Skyward Inn
- First edition cover
- Author: Aliya Whiteley
- Cover artist: Dominic Forbes
- Language: English
- Genres: Science fiction
- Publisher: Solaris
- Publication date: 16 March 2021
- Publication place: United Kingdom
- Media type: Hardcover
- Pages: 336
- ISBN: 978-1-78108-882-1

= Skyward Inn =

2021 sci-fi novel by Aliya Whiteley

Skyward Inn is a 2021 science fiction novel by British writer Aliya Whiteley. The novel was a finalist for the 2021 BSFA Award for Best Novel and Arthur C. Clarke Award, as well as being named one of the five best science fiction novels of the year by the Financial Times.

== Summary ==
The novel follows the stories of Jem and Isley, two veterans who served on opposite sides of the human invasion of the planet Qita, where the native inhabitants surrendered immediately. The two now run an inn in the isolated Western Protectorate.

== Publishing history ==
Whiteley has stated that the idea behind the novel was inspired by a radio documentary she heard while driving about a Scottish man who moved to Japan to start a pub. She has further stated that the novel was influenced by Angela Carter and Daphne du Maurier.

== Reception ==
Beret Petersen of SciFiNow said that the book explored "themes of loneliness and isolation," calling it a "startling study on the impact of colonial and imperialist attitudes and actions." Kibby Robinson of The Nerd Daily said the novel "crafts an atmosphere of creeping uncertainty and strangeness that will follow readers past its pages" and "ultimately boils down to an intimate story of identity, belonging, and fractured relationships." Lisa Tuttle of The Guardian described the book as combining "an intriguing, character-driven plot with great splashes of science fictional weirdness," saying that it "feels like an instant classic of the genre."

= = = = =

WORK INSTRUCTIONS:
1: Does the Skyward Inn article support each statement? (a) The novel was published by Solaris. (b) The native inhabitants of Qita resisted the human invasion. (c) Whiteley heard the radio documentary while driving. Answer yes or no for each, and quote the deciding words.
2: Quote the Skyward Inn article between "2021 sci-fi novel" and "isolated Western Protectorate.", inclusive.
Rely only on the Skyward Inn article, not on outside knowledge.

DATA UNDER STUDY:
= = = = =

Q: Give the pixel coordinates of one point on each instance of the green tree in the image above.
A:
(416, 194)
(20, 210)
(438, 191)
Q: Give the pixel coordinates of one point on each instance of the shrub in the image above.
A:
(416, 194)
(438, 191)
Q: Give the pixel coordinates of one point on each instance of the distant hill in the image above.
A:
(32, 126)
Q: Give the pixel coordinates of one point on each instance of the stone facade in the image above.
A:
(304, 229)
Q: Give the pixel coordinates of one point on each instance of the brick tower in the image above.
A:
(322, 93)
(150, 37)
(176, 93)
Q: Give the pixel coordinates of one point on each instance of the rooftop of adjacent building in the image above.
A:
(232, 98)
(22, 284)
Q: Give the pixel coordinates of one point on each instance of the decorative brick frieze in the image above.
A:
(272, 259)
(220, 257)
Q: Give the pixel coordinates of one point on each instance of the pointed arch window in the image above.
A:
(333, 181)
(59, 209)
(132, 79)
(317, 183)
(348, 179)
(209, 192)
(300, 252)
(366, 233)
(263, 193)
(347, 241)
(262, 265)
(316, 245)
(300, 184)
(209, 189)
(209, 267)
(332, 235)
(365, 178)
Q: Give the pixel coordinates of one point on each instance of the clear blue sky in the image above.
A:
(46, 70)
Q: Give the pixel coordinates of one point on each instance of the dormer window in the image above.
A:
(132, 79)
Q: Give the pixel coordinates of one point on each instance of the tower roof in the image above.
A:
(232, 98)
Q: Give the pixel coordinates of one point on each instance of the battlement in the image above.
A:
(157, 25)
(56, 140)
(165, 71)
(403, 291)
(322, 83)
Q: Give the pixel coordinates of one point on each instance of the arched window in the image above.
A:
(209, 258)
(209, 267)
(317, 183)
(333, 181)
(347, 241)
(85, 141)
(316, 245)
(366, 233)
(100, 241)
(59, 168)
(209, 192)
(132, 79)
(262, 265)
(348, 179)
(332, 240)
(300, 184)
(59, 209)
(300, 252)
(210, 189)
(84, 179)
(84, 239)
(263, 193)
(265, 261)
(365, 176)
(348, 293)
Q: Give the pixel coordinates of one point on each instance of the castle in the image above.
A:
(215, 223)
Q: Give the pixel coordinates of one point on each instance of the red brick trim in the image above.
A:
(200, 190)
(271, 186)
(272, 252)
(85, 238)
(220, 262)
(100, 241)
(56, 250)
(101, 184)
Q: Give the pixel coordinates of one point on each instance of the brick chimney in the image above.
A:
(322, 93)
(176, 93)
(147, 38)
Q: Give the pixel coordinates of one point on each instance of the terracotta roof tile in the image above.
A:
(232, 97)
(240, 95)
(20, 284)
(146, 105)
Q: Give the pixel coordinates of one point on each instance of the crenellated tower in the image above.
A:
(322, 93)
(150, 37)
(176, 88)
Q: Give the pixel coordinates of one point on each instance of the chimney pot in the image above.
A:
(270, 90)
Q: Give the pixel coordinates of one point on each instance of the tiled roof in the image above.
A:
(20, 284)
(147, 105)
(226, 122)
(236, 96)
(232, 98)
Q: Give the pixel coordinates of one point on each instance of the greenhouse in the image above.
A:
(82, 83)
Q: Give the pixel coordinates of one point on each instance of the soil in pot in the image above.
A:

= = = = =

EXPECTED RESULTS:
1:
(a) Yes: "Publisher: Solaris"
(b) No: "where the native inhabitants surrendered immediately"
(c) Yes: "a radio documentary she heard while driving"

2:
2021 sci-fi novel by Aliya Whiteley

Skyward Inn is a 2021 science fiction novel by British writer Aliya Whiteley. The novel was a finalist for the 2021 BSFA Award for Best Novel and Arthur C. Clarke Award, as well as being named one of the five best science fiction novels of the year by the Financial Times.

== Summary ==
The novel follows the stories of Jem and Isley, two veterans who served on opposite sides of the human invasion of the planet Qita, where the native inhabitants surrendered immediately. The two now run an inn in the isolated Western Protectorate.